This actually happened to thousands of legitimately registered Florida voters in the run-up to the 2000 presidential election, which George W. Bush won by 537 votes. The Florida victory propelled Bush to the White House. Worse yet, it can happen again as Florida law mandates that government officials conduct "list maintenance" at least once every odd-numbered year.

"Florida's overzealous efforts to purge voters from the rolls, conducted under the guise of an anti-fraud campaign, resulted in the inexcusable and patently unjust removal of disproportionate numbers of African American voters from Florida's voter registration rolls for the November 2000 election," according to a document released by the U.S. Commission on Civil Rights.

And an investigation by the Brennan Center reveals:

"Far too often, election officials believe they have "matched" two voters when they are actually looking at the records of two distinct individuals with similar identifying information. These cases of mistaken identity cause eligible voters to be wrongly removed from the rolls. The infamous Florida purge of 2000 conservative estimates place the number of wrongfully purged voters close to 12,000 was generated in part by bad matching criteria. Florida registrants were purged from the rolls in part if 80 percent of the letters of their last names were the same as those of persons with criminal convictions. Those wrongly purged included Reverend Willie D. Whiting Jr., who, under the matching criteria, was considered the same person as Willie J. Whiting."

[Point annotations for photos]
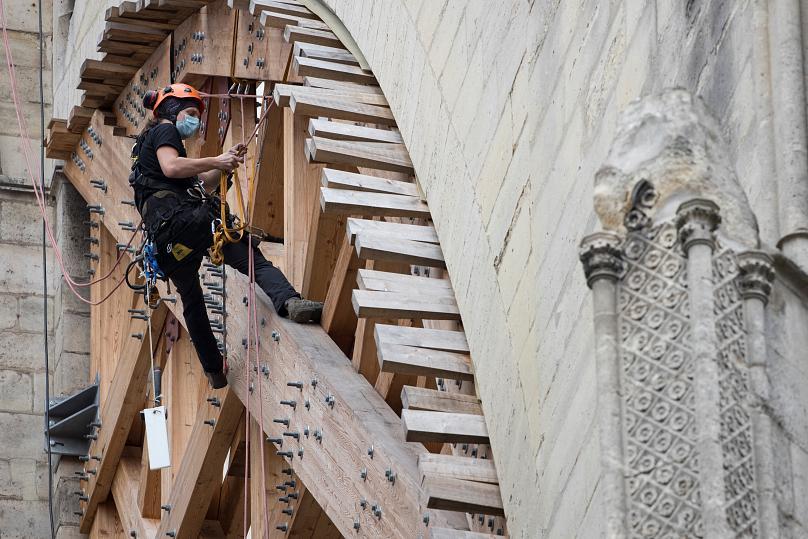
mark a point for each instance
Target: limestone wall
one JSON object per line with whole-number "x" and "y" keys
{"x": 507, "y": 112}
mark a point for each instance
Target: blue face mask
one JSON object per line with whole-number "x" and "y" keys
{"x": 188, "y": 126}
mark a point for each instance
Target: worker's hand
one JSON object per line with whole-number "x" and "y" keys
{"x": 228, "y": 161}
{"x": 239, "y": 149}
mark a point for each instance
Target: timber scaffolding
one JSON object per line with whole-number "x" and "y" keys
{"x": 371, "y": 426}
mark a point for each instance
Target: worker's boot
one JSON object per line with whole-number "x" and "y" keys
{"x": 217, "y": 380}
{"x": 303, "y": 310}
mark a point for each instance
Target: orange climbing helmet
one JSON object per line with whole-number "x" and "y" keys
{"x": 152, "y": 99}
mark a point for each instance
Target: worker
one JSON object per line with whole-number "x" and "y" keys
{"x": 173, "y": 195}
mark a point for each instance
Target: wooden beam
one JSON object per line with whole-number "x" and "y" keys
{"x": 339, "y": 319}
{"x": 282, "y": 95}
{"x": 458, "y": 495}
{"x": 436, "y": 339}
{"x": 125, "y": 492}
{"x": 293, "y": 34}
{"x": 337, "y": 55}
{"x": 338, "y": 108}
{"x": 373, "y": 246}
{"x": 318, "y": 82}
{"x": 420, "y": 398}
{"x": 398, "y": 305}
{"x": 338, "y": 179}
{"x": 448, "y": 533}
{"x": 201, "y": 468}
{"x": 117, "y": 412}
{"x": 424, "y": 362}
{"x": 355, "y": 226}
{"x": 377, "y": 204}
{"x": 343, "y": 131}
{"x": 425, "y": 426}
{"x": 464, "y": 468}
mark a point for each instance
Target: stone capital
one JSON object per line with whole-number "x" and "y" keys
{"x": 697, "y": 219}
{"x": 756, "y": 275}
{"x": 601, "y": 256}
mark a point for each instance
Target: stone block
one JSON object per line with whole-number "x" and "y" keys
{"x": 21, "y": 221}
{"x": 31, "y": 318}
{"x": 24, "y": 519}
{"x": 8, "y": 311}
{"x": 24, "y": 276}
{"x": 21, "y": 435}
{"x": 16, "y": 391}
{"x": 71, "y": 373}
{"x": 22, "y": 351}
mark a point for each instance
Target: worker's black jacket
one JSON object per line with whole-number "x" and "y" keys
{"x": 175, "y": 214}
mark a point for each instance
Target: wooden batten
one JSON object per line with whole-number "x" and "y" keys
{"x": 282, "y": 95}
{"x": 319, "y": 82}
{"x": 400, "y": 305}
{"x": 348, "y": 201}
{"x": 426, "y": 426}
{"x": 373, "y": 246}
{"x": 313, "y": 67}
{"x": 419, "y": 398}
{"x": 338, "y": 179}
{"x": 337, "y": 55}
{"x": 293, "y": 34}
{"x": 459, "y": 495}
{"x": 310, "y": 103}
{"x": 398, "y": 358}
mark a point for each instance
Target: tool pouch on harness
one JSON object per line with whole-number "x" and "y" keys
{"x": 180, "y": 227}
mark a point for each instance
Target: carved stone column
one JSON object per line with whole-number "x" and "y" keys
{"x": 755, "y": 283}
{"x": 602, "y": 260}
{"x": 697, "y": 221}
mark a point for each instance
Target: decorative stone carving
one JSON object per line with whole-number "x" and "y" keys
{"x": 697, "y": 220}
{"x": 757, "y": 275}
{"x": 673, "y": 142}
{"x": 601, "y": 256}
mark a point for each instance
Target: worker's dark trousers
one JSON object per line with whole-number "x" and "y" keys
{"x": 186, "y": 281}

◆ **Task list**:
1: Please reproduce the part of the Florida voter purge passage starting at "This actually happened" and ending at "every odd-numbered year.".
2: Collect every line of the listing that contains the string "worker", matching case exactly.

◆ **Answers**:
1:
This actually happened to thousands of legitimately registered Florida voters in the run-up to the 2000 presidential election, which George W. Bush won by 537 votes. The Florida victory propelled Bush to the White House. Worse yet, it can happen again as Florida law mandates that government officials conduct "list maintenance" at least once every odd-numbered year.

2:
Target: worker's hand
Target: worker's boot
Target: worker
Target: worker's black jacket
Target: worker's dark trousers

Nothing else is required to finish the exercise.